:: Problem statement ::
Rewrite only the part of the listing starting at the line containing "Could you point out the stone house" and ending at the end of the listing, renaming "Target" to "Object" and leaving everything else unchanged.

----------------

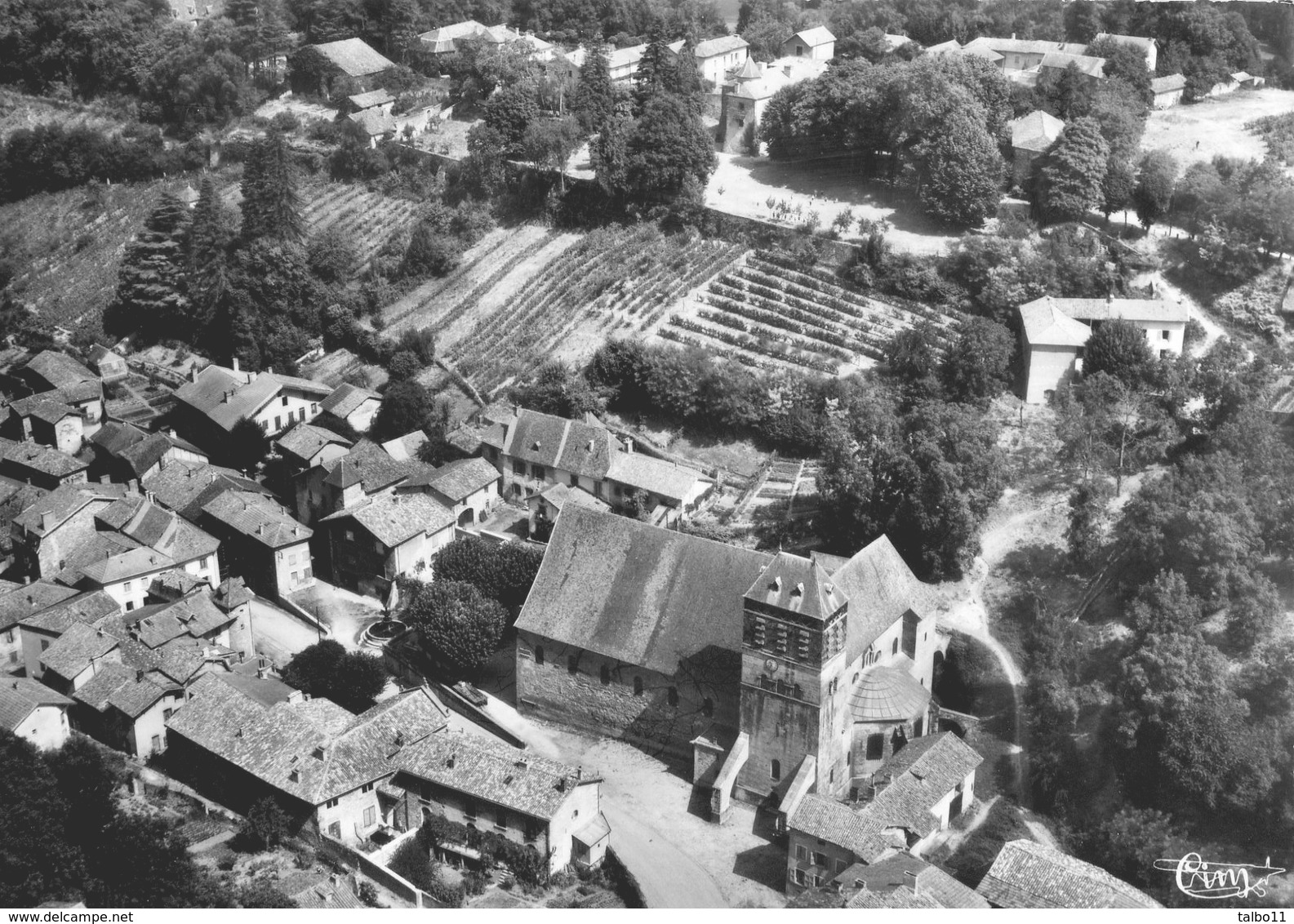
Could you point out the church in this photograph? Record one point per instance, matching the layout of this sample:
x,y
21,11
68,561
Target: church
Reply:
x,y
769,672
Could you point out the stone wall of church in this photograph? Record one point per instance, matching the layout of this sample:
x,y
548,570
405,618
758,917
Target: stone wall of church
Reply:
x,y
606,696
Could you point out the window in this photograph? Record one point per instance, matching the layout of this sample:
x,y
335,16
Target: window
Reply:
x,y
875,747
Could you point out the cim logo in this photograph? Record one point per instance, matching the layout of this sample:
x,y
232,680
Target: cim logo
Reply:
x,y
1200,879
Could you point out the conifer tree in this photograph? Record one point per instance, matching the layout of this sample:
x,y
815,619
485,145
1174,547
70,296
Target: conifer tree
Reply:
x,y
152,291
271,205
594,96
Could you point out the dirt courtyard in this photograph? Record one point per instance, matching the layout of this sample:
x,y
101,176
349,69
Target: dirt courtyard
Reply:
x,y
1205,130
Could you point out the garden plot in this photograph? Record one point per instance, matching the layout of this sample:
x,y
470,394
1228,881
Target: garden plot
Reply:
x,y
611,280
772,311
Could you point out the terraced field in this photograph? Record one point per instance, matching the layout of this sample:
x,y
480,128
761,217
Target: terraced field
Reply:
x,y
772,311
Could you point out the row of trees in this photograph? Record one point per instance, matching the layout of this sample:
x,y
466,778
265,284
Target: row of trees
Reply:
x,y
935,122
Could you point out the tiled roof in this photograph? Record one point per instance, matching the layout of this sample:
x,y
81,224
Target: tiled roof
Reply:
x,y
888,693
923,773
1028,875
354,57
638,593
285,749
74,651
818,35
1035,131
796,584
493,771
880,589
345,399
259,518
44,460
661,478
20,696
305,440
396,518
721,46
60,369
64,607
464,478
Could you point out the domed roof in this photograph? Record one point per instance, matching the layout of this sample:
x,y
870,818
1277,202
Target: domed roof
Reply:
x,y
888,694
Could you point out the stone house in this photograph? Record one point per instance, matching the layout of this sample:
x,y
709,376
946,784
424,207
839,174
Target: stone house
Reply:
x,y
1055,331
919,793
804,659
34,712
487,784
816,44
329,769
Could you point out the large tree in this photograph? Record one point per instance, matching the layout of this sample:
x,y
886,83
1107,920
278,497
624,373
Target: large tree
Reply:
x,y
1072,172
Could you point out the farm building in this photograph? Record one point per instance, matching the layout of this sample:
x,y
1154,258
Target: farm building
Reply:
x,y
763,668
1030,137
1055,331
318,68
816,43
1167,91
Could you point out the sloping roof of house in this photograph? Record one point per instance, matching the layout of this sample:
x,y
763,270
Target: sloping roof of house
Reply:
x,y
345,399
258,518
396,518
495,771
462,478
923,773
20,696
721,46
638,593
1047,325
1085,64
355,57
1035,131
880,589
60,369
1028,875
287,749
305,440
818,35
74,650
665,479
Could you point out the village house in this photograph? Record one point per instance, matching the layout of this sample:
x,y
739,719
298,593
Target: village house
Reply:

----------------

:: Full response ::
Could you point out the stone house in this photograph? Record one point per instance, matching the layout of this sample:
x,y
709,376
946,784
424,207
839,174
Object: stone house
Reply:
x,y
1055,331
919,793
804,659
34,712
487,784
816,44
329,769
Could you point out the large tree in this photograph? Record one point per instance, matching the layout of this sample:
x,y
886,83
1107,920
278,497
624,373
Object: large tree
Reply:
x,y
1072,172
Could you point out the farm building in this photograph? Record one point per instance, matching the layout of this sample:
x,y
1154,258
Object: farm building
Reply:
x,y
763,668
1030,137
1055,331
318,68
816,43
1167,91
Could you point out the sloping roof of house in this photograph? Record one point per instance, matching the layout of this sample:
x,y
763,270
Object: sloping roof of house
Reply:
x,y
345,399
258,518
396,518
495,771
462,478
923,773
20,696
721,46
638,593
1047,325
1085,64
355,57
1035,131
880,589
60,369
1028,875
287,749
305,440
818,35
74,650
665,479
Could you point out the village house in this photograph? Record one point per instance, matching the layout of this sample:
x,y
739,719
298,593
Object: village house
Reply:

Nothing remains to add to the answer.